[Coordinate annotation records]
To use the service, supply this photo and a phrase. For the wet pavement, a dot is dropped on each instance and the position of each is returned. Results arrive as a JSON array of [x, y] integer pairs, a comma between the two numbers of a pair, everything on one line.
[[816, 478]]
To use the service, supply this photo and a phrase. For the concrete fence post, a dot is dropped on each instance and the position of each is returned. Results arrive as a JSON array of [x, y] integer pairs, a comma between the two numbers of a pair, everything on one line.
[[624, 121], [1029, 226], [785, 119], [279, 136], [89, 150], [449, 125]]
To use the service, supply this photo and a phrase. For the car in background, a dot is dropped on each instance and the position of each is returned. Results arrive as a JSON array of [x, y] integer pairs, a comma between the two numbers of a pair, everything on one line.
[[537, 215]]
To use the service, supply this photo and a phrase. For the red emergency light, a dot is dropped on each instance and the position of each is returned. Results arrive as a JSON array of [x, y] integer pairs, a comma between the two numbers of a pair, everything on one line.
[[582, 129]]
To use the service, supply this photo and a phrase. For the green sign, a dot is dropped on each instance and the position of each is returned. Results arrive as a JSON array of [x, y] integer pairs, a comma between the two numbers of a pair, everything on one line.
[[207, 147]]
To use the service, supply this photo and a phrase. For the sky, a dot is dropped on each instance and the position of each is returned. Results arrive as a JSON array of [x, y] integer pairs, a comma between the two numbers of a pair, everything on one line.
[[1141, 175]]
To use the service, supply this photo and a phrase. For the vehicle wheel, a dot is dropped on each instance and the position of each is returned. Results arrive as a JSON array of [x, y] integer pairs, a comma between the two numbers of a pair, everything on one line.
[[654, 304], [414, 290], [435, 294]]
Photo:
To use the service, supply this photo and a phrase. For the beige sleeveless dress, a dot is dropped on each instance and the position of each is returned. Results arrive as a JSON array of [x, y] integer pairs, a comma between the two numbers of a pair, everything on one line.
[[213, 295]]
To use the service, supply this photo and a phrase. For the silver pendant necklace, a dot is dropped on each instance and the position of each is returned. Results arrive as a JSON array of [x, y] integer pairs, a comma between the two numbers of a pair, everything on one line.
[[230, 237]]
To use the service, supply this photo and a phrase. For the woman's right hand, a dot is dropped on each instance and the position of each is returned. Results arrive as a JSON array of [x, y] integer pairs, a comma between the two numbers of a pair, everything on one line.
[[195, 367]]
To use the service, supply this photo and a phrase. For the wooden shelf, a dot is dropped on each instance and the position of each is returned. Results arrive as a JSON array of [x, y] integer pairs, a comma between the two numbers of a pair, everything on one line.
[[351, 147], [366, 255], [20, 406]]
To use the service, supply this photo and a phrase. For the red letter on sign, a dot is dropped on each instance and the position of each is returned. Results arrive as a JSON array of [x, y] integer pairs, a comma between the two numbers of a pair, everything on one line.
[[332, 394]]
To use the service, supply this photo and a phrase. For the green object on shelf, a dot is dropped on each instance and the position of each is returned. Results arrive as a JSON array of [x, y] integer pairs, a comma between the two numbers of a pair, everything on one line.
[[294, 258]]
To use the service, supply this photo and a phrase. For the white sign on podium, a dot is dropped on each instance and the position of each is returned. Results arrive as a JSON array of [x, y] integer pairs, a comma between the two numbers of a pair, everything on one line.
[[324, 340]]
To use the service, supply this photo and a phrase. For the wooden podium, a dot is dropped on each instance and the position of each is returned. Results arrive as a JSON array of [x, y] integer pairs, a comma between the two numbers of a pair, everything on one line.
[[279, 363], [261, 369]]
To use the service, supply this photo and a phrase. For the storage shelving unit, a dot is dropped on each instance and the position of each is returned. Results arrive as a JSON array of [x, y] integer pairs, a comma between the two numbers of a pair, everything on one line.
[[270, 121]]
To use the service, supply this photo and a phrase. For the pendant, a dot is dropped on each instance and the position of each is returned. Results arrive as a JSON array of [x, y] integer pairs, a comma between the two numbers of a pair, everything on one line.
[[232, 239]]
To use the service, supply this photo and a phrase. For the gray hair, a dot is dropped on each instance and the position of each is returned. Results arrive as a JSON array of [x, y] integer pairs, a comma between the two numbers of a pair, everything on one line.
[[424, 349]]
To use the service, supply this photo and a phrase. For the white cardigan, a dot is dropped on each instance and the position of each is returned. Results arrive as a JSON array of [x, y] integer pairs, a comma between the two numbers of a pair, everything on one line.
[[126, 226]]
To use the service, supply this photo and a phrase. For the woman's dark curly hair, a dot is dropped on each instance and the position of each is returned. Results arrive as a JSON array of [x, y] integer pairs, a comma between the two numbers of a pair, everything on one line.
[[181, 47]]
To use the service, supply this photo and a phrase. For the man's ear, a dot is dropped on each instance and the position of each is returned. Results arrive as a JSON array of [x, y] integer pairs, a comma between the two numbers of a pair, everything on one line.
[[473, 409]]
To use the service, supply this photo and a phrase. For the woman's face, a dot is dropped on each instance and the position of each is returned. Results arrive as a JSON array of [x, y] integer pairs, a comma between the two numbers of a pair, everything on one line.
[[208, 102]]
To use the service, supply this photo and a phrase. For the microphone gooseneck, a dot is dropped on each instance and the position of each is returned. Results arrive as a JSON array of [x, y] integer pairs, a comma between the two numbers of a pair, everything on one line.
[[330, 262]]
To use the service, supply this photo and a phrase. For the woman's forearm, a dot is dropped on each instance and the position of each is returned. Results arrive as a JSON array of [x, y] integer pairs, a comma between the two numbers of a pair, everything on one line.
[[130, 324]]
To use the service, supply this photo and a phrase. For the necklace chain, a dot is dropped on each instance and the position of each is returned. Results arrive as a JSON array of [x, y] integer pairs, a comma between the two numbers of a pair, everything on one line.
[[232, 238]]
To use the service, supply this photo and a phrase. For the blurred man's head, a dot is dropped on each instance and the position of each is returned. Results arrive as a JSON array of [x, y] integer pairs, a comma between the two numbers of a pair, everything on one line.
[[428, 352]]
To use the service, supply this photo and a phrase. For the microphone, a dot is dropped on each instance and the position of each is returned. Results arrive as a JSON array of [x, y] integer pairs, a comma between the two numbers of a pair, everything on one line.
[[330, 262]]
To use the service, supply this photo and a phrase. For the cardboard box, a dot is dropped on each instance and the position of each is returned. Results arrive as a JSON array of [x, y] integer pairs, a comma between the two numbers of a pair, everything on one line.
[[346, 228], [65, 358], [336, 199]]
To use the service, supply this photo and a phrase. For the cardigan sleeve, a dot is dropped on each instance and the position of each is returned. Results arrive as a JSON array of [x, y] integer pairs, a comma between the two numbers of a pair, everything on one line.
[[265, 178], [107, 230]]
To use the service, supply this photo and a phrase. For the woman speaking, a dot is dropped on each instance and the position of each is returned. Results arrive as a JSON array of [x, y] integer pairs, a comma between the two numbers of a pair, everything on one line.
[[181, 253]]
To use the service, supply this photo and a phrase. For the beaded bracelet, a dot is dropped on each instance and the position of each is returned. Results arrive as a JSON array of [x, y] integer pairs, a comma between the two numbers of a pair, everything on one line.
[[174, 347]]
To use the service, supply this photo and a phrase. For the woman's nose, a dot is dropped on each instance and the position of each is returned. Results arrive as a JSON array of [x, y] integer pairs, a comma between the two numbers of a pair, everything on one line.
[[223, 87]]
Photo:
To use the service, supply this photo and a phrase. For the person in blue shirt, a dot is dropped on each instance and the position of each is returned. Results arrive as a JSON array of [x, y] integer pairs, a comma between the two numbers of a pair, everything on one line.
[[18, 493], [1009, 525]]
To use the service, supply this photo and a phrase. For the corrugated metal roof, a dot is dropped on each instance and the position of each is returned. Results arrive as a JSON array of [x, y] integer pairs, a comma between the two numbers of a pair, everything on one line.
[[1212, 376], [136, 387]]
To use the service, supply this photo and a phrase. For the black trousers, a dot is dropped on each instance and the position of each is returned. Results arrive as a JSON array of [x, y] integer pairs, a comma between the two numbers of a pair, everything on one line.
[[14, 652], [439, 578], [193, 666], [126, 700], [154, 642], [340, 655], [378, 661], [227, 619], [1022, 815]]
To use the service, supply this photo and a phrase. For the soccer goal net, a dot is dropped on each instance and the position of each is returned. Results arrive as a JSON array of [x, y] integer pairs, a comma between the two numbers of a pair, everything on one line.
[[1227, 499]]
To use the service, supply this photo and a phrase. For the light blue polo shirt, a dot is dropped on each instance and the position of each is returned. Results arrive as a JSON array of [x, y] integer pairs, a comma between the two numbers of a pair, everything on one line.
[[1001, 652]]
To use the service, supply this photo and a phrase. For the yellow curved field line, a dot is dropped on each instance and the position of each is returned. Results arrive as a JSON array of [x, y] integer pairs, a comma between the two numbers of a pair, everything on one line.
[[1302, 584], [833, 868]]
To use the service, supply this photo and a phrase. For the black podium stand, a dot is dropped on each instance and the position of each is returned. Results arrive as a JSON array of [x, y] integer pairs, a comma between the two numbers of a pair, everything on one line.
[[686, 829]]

WHAT TO WORK ON: Output the records as a numbered list, beginning at the line containing "For the necklace" and continuing through the line containing "[[232, 238]]", both included. Skip any blank lines.

CORRECT OUTPUT:
1. To use the service, supply this photo and a phrase. For the necklace chain, a dot is dropped on each instance and the position of each is returned. Results arrive as a JSON array of [x, y] integer pairs, a comma between the two numbers of a pair, everything on one line.
2. [[232, 238]]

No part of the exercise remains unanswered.